What to produce: Exact reproduction required: the lines below from the line with "Target: plastic container" to the line with "Target: chrome faucet", both ends included, and no others.
------------------------
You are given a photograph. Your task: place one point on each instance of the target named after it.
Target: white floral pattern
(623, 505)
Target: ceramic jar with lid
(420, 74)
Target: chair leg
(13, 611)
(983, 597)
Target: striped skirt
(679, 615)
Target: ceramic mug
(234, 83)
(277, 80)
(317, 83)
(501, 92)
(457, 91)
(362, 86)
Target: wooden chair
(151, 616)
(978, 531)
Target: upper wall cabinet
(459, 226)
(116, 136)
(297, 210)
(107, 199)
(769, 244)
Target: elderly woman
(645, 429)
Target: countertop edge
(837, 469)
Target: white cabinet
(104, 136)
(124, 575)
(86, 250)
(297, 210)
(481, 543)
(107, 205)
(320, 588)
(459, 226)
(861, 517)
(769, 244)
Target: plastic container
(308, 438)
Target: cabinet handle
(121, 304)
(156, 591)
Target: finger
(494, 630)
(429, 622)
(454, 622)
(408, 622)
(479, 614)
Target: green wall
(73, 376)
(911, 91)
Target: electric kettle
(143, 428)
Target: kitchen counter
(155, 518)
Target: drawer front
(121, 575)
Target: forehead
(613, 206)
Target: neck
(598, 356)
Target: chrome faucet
------------------------
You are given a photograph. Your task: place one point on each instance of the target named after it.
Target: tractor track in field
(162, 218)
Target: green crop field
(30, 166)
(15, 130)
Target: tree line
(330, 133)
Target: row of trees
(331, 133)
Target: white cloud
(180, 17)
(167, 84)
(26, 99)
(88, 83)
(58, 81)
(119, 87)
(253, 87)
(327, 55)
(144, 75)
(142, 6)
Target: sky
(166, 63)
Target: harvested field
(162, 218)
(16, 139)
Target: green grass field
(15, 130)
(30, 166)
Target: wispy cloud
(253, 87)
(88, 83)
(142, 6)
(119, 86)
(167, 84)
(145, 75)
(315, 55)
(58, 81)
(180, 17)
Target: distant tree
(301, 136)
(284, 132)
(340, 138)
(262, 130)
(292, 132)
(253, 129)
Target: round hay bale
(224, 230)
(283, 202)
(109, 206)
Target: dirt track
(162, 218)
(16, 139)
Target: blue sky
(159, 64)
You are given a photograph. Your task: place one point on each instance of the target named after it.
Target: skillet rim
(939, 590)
------------------------
Reply to the exercise:
Target: plastic container
(308, 438)
Target: cabinet handle
(121, 304)
(156, 591)
Target: finger
(494, 630)
(429, 622)
(454, 622)
(408, 622)
(479, 614)
Target: green wall
(73, 376)
(911, 91)
Target: electric kettle
(143, 428)
Target: kitchen counter
(155, 518)
Target: drawer front
(121, 575)
Target: forehead
(613, 206)
Target: neck
(598, 356)
Target: chrome faucet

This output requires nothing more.